== DATA SUPPLIED ==

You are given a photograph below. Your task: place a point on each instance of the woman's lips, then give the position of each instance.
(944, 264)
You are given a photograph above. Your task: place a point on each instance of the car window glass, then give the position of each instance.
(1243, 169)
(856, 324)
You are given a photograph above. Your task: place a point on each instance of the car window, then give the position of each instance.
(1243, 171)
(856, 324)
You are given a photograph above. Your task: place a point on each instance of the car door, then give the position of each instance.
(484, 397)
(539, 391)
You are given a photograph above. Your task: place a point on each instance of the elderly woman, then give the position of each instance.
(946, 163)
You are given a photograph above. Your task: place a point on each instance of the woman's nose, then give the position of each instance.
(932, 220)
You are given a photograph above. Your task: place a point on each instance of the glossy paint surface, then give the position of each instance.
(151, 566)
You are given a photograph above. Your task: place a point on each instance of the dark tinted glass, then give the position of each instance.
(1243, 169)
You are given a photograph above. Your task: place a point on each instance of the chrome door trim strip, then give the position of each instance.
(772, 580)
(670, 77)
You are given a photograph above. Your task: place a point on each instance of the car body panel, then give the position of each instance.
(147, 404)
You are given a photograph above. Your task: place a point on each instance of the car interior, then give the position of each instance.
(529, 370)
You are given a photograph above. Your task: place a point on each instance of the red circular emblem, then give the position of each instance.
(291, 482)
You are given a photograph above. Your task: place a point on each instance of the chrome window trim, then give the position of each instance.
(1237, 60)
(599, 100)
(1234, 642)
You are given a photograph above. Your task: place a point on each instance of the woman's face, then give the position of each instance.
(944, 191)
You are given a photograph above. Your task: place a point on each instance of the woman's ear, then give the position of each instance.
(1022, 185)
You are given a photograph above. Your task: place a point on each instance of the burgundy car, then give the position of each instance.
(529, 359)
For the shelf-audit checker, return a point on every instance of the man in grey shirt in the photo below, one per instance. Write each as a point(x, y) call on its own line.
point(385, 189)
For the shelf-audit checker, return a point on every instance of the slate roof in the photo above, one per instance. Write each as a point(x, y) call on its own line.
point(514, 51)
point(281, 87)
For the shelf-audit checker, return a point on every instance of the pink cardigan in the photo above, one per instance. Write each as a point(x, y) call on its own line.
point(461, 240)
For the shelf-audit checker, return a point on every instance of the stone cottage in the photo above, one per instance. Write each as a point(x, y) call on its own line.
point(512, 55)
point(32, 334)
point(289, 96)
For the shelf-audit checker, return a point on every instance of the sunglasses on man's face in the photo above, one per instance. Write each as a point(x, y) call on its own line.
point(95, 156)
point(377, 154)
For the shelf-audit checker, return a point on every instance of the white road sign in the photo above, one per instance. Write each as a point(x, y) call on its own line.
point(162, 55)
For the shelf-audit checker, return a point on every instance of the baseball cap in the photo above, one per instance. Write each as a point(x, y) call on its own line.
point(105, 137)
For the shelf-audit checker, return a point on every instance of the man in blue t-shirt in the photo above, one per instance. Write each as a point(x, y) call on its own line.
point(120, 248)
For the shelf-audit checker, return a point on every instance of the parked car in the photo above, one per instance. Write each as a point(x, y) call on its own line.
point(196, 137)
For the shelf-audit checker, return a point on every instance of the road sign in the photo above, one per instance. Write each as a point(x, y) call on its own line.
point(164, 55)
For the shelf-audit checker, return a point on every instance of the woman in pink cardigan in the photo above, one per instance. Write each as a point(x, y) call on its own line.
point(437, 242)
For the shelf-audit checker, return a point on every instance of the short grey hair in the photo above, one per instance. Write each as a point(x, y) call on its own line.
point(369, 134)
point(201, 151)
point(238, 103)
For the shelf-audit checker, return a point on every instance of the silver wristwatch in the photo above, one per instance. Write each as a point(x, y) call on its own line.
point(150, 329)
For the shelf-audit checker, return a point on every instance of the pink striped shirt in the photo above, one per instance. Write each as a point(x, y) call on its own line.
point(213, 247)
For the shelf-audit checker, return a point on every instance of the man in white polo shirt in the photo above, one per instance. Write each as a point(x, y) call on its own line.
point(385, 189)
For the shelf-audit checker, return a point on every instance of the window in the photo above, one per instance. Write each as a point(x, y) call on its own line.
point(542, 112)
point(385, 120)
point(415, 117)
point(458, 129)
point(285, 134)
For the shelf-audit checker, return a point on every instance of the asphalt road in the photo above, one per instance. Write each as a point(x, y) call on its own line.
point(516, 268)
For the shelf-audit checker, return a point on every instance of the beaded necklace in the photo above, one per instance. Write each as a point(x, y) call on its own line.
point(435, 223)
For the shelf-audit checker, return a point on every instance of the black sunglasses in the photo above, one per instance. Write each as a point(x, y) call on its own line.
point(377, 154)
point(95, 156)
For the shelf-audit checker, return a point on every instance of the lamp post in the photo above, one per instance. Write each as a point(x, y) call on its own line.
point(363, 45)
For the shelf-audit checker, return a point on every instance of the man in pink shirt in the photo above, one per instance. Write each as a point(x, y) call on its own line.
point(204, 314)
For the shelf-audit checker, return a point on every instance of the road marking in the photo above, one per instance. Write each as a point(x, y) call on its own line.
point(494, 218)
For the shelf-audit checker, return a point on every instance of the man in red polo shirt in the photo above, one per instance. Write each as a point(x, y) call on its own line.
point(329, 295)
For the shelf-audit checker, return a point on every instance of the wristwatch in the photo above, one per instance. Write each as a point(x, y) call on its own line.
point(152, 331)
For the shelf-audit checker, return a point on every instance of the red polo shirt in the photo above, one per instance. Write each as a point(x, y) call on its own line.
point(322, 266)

===

• _ACTIVITY_
Print each entry above again, exactly as it was given.

• _ANSWER TO THIS EXERCISE_
You are given a photograph below. Your task: place a point on each instance of the woman's lips, then give the position of each instance.
(944, 264)
You are given a photograph above. Your task: place a point on each instance of the car window glass, then give the position of each instance.
(1243, 169)
(856, 324)
You are given a photograph above. Your task: place a point on each instance of the car window, then give the position of each instance.
(1243, 171)
(856, 324)
You are given a photograph above. Your task: place a point on each instance of the car door, then give the position of each instance.
(484, 397)
(539, 391)
You are given a photograph above. Your task: place a point on each instance of the elderly woman, then give the position of each instance.
(946, 163)
You are given a photograph above. Your task: place a point on each instance of the woman's nose, then give the position of each instance.
(932, 220)
You are given a photograph above. Your task: place a point on each instance of the glossy paint surface, then give the position of each instance.
(151, 566)
You are given a photograph above. Your task: place a point on each instance of the dark tinted glass, then give the position of each instance.
(1243, 169)
You are given a photograph above. Your task: place a point on each instance of the chrome door trim strip, then give the position of each instance.
(772, 580)
(670, 77)
You are given a photograph above. Your task: place a point on each instance of the car body panel, then give the position of each instance.
(147, 404)
You are given a photograph above. Your task: place a point on each instance of the car interior, then give the position of each instance.
(529, 370)
You are given a photograph above. Your task: place a point on each instance of the red circular emblem, then give the position of each instance.
(291, 482)
You are given a photograph above. Your task: place a point on each instance of the chrome window trim, then give the position of each instance.
(1237, 60)
(599, 100)
(1234, 642)
You are given a photograph above. Your task: place a point on each instance of the woman's face, then give the position of each instance.
(944, 191)
You are given a photograph above. Your task: place a point on each instance of the woman's ear, then give the position of each instance.
(1022, 185)
You are given a photograph above. Your task: place a point on each instance of the burgundy car, then give the position of each instance.
(529, 359)
For the shelf-audit checker, return a point on every instance of the man in grey shirt in the photo below, one per instance. Write each as a point(x, y) call on its own line.
point(385, 189)
For the shelf-audit checker, return a point on every instance of the slate roof in the photo above, one per instance. Write each as a point(x, y) call on its own line.
point(514, 51)
point(281, 87)
For the shelf-audit checker, return a point on every instance of the pink cardigan in the photo above, one per instance. Write each as a point(x, y) call on its own line.
point(461, 240)
For the shelf-audit checker, return a point on every instance of the stone cottage in the photo above, one per instance. Write each as a point(x, y) call on its own line.
point(512, 55)
point(32, 334)
point(289, 96)
For the shelf-audit checker, return a point on every instance of the sunglasses on man's face in the photo above, one per instance. Write each as a point(x, y) call on its own line.
point(95, 156)
point(377, 154)
For the shelf-audit checker, return a point on every instance of the white road sign in the photo above, one per instance. Write each as a point(x, y) call on its own line.
point(162, 55)
For the shelf-audit checker, return a point on every instance of the baseball cap in the photo above, one per instance. Write each as a point(x, y) call on its own line.
point(105, 137)
For the shelf-audit checker, return a point on every instance of the man in blue t-shirt in the photo above, one per instance. Write each as a point(x, y) call on its own line.
point(120, 248)
For the shelf-audit checker, return a point on every instance of the parked car in the photo above, one per instance. Write each as a point(x, y) call on its own line.
point(196, 137)
For the shelf-audit checker, return a point on every instance of the road sign in the photo above, one per instance. Write each as a point(x, y) call on its own line.
point(164, 55)
For the shelf-audit checker, return a point on every instance of the woman in pink cardigan in the photo above, one per instance. Write each as a point(x, y) call on its own line.
point(437, 242)
For the shelf-audit checker, return a point on every instance of the short grey hair in the photo above, one per instance. Write each as a point(x, y) call on its own line.
point(369, 134)
point(201, 151)
point(238, 103)
For the shelf-audit checker, return a point on every instance of the silver wristwatch in the photo above, one per instance. Write each as a point(x, y) call on its own line.
point(150, 329)
For the shelf-audit checker, return a point on every instance of the pink striped shirt in the photo above, one per instance. Write each as a point(x, y) call on its own line.
point(213, 247)
For the shelf-audit checker, return a point on every instance of the man in white polo shirt in the photo above, one per instance. Write each as a point(x, y) call on its own line.
point(385, 189)
For the shelf-audit checker, return a point on every instance of the window in the photo above, one per instance. Write each as a point(x, y) call on its own line.
point(542, 112)
point(385, 120)
point(415, 117)
point(458, 129)
point(285, 134)
For the shelf-audit checker, return a point on every instance of the asphalt road in the photo above, one per instance. Write each as a point(x, y) call on its own line.
point(516, 268)
For the shelf-audit checker, return a point on every instance of the beaded necklace in the photo above, one per instance. Write each as a point(x, y) call on its own line.
point(435, 223)
For the shelf-audit checker, return a point on every instance of the black sunglasses in the photo above, one per instance. Write each as a point(x, y) call on its own line.
point(377, 154)
point(95, 156)
For the shelf-audit checker, return a point on every instance of the lamp post in the photo above, one per instance. Write each as a point(x, y) call on its own line.
point(363, 45)
For the shelf-audit checker, return a point on every instance of the man in pink shirt in the photo above, one per instance. Write each as a point(x, y) call on its own line.
point(204, 314)
For the shelf-audit checker, return a point on every instance of the road marking in the photo above, one per instance. Write each as a point(x, y) call on its own line.
point(494, 218)
For the shelf-audit checker, return a point on every instance of the man in red polo shirt in the photo above, one per instance. Write each as a point(x, y) call on its own line.
point(329, 295)
For the shelf-audit checker, return a point on every instance of the wristwatch in the photo above, one per instance. Write each as a point(x, y) call on its own line.
point(152, 331)
For the shelf-audit checker, return a point on every instance of the red polo shirt in the photo above, one per instance. Write each as a point(x, y) call on its own line.
point(322, 266)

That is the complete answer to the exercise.